Segment Start: Material for the task

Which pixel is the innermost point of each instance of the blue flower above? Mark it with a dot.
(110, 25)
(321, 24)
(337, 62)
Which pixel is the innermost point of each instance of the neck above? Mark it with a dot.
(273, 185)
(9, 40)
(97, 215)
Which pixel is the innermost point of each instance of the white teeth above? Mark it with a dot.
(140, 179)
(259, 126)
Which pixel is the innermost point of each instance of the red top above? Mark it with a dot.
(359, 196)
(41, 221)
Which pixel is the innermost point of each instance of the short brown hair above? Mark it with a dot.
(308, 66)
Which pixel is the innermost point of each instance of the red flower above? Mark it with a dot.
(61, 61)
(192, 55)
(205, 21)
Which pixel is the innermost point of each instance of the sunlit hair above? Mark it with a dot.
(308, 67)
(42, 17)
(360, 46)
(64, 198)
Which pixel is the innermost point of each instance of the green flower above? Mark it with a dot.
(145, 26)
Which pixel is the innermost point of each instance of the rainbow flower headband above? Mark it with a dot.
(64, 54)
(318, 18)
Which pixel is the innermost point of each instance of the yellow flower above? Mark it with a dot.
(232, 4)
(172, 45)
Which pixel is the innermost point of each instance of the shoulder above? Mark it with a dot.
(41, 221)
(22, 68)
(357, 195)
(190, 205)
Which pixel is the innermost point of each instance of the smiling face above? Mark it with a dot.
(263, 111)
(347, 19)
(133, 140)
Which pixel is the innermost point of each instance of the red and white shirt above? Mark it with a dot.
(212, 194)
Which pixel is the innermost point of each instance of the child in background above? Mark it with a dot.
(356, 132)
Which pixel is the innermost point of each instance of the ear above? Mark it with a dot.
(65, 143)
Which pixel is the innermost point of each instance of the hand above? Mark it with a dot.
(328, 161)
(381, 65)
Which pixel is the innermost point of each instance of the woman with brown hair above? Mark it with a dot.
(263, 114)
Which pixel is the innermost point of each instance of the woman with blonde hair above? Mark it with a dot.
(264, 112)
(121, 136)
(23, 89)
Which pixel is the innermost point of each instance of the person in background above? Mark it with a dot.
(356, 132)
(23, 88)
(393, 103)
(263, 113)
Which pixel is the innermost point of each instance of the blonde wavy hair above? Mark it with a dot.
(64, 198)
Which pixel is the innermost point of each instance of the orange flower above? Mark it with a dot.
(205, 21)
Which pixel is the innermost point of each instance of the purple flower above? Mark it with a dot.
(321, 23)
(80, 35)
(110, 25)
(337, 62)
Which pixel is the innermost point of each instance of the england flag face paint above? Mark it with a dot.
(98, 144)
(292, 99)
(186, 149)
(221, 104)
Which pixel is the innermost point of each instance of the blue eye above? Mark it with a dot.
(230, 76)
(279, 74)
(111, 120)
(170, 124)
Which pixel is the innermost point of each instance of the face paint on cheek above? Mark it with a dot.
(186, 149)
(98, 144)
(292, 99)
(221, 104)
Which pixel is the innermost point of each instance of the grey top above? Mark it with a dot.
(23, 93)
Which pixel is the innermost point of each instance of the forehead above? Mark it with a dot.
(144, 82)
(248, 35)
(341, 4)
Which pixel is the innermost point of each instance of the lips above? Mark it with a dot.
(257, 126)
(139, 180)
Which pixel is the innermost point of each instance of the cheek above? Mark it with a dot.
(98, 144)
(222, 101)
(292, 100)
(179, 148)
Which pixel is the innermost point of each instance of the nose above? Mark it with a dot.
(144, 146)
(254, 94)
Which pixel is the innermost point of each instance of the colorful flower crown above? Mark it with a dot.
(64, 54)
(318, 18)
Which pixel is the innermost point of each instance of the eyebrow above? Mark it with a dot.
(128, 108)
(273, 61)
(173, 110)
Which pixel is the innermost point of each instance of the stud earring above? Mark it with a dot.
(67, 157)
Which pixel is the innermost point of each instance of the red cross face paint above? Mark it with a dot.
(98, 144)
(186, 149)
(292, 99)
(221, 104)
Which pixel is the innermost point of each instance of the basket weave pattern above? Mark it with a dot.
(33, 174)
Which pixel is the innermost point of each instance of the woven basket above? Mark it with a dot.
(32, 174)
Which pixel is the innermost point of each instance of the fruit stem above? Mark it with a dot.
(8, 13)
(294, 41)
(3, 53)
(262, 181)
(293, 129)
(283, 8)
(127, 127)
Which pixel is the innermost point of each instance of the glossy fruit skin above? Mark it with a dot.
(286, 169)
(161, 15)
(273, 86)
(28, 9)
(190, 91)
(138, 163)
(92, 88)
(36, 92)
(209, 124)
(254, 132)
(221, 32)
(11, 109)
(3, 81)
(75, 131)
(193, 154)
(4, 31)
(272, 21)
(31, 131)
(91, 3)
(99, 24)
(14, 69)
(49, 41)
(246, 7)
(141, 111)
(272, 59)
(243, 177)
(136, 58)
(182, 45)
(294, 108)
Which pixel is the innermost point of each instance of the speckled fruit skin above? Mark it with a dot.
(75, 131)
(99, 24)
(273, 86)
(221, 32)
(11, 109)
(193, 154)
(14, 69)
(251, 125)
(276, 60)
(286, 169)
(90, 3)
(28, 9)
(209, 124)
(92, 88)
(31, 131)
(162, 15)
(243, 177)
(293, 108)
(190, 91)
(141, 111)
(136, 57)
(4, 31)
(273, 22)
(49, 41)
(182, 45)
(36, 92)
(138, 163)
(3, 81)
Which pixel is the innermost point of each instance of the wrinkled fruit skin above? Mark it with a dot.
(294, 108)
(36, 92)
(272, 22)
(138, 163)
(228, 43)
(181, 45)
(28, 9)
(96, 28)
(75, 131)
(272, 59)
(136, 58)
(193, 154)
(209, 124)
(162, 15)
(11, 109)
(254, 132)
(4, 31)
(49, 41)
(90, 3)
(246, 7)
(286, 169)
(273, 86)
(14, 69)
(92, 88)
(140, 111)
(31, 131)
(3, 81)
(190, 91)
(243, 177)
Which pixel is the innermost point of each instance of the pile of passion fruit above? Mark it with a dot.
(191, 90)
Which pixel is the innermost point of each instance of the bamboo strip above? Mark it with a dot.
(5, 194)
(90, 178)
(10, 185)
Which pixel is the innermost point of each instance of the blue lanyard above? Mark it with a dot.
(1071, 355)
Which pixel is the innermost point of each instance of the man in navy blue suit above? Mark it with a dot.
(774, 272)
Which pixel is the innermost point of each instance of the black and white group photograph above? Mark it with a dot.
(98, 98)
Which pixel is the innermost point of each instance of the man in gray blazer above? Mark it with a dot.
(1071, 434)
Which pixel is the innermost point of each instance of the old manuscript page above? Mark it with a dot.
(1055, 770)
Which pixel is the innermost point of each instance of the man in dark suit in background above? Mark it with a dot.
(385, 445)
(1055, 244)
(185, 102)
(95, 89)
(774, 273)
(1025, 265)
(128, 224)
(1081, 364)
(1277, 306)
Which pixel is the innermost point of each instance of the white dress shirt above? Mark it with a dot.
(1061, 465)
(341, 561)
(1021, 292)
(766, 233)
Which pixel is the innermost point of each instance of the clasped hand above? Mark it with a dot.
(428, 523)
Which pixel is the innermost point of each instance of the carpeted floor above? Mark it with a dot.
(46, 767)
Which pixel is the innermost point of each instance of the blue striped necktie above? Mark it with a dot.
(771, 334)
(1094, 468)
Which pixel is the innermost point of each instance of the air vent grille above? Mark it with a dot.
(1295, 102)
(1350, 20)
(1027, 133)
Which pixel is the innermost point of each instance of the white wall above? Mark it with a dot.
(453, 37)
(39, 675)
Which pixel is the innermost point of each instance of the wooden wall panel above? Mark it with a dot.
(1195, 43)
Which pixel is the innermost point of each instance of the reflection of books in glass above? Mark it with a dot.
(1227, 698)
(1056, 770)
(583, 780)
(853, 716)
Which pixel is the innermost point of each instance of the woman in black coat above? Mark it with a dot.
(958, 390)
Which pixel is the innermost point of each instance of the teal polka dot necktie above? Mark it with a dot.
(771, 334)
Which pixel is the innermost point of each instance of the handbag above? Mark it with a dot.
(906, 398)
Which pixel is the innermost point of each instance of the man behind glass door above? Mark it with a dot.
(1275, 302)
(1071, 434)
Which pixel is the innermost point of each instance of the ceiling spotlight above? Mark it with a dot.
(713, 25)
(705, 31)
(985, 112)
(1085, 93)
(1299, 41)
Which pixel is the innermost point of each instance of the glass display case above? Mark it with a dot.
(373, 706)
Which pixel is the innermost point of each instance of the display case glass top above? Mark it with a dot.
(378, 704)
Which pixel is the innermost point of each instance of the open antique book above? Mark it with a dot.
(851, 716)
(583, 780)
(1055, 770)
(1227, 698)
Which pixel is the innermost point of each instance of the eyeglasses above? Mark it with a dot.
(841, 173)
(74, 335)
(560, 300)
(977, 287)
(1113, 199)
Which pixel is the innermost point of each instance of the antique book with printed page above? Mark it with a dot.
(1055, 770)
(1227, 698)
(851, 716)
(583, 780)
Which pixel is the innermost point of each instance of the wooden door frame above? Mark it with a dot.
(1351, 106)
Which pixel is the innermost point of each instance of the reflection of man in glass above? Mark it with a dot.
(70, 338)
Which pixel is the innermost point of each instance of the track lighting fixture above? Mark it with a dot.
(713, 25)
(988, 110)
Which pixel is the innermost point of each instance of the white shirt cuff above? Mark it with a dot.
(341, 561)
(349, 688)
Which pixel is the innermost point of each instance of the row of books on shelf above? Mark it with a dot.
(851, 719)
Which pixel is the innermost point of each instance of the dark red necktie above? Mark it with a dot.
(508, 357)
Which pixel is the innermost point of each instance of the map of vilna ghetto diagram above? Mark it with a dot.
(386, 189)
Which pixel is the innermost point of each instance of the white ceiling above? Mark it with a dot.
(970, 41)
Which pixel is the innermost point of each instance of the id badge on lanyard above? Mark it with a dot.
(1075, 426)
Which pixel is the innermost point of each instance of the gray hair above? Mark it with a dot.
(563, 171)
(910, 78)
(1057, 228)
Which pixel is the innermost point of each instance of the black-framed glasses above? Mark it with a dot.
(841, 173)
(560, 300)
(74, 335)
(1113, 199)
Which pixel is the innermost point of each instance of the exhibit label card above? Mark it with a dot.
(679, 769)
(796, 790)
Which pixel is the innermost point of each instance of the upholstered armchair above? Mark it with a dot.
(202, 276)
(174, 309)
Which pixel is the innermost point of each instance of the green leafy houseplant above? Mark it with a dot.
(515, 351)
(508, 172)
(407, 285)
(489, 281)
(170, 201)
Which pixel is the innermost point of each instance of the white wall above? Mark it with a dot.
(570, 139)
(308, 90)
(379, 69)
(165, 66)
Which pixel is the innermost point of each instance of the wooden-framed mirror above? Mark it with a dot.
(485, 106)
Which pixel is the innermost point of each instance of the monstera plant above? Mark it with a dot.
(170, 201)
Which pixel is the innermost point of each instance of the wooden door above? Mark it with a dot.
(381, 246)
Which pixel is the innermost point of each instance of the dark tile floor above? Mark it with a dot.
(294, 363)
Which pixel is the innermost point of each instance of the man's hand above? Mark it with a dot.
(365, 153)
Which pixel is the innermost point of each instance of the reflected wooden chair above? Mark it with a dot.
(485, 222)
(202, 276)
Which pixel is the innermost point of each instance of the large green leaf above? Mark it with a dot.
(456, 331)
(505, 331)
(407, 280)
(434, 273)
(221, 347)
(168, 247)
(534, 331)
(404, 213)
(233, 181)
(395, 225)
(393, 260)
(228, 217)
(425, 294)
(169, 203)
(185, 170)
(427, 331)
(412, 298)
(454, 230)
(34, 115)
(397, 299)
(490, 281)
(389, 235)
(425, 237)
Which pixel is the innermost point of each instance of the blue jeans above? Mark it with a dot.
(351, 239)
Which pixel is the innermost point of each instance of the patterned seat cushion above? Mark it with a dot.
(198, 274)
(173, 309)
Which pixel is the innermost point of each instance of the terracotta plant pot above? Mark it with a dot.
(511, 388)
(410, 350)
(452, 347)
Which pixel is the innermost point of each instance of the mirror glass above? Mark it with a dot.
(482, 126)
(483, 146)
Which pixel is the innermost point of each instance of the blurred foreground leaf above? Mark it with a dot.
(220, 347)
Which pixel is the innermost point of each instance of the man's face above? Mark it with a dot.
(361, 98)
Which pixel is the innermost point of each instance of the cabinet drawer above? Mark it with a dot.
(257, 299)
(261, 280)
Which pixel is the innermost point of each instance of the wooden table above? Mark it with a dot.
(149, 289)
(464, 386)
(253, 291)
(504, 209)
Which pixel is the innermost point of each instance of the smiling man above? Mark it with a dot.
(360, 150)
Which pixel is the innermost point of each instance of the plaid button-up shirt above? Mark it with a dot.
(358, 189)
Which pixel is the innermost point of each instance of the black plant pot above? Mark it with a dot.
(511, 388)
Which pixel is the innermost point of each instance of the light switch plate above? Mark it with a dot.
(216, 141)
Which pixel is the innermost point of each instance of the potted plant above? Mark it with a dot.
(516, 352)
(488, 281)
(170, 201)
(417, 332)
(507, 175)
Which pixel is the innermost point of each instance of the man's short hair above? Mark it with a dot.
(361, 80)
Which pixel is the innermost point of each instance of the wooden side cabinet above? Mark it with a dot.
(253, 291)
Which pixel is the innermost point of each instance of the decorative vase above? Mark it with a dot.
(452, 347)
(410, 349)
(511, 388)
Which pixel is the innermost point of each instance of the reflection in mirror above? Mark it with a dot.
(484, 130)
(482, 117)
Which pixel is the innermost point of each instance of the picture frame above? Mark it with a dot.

Segment End: Material for the task

Output exactly the lines of the data that run from the one containing "foreground leaf above? Mark it with a dot." to the very last line, and no others.

Which pixel is the innermost point of each instance of the blurred foreground leaf above? Mark it with a dot.
(220, 347)
Which pixel is the innermost point of each instance of the man's face above? Mark it with a dot.
(361, 98)
Which pixel is the innermost point of each instance of the cabinet drawer above? Mark it with a dot.
(257, 299)
(261, 280)
Which pixel is the innermost point of each instance of the wooden table above? Mark it with a dot.
(149, 289)
(464, 386)
(253, 291)
(504, 209)
Which pixel is the innermost point of each instance of the smiling man above? Mark it with a dot.
(360, 150)
Which pixel is the innermost point of each instance of the plaid button-up shirt above? Mark it with a dot.
(358, 189)
Which pixel is the innermost point of each instance of the black plant pot above? Mark it with a dot.
(511, 388)
Which pixel is the innermost point of each instance of the light switch plate above? Mark it with a dot.
(216, 141)
Which pixel is the innermost point of each instance of the potted plant above? Mark it with a dot.
(516, 352)
(488, 281)
(170, 201)
(417, 332)
(507, 175)
Which pixel is the innermost point of each instance of the man's short hair above? Mark it with a dot.
(361, 80)
Which pixel is the innermost point of each instance of the wooden side cabinet above? Mark it with a dot.
(253, 291)
Which pixel is the innermost point of each instance of the decorative vase above? Mark it with a dot.
(452, 347)
(410, 349)
(511, 388)
Which pixel is the innermost point of each instance of the reflection in mirror above? Mark it with a dot.
(484, 130)
(482, 117)
Which pixel is the innermost point of each instance of the picture frame above? Mark it with a dot.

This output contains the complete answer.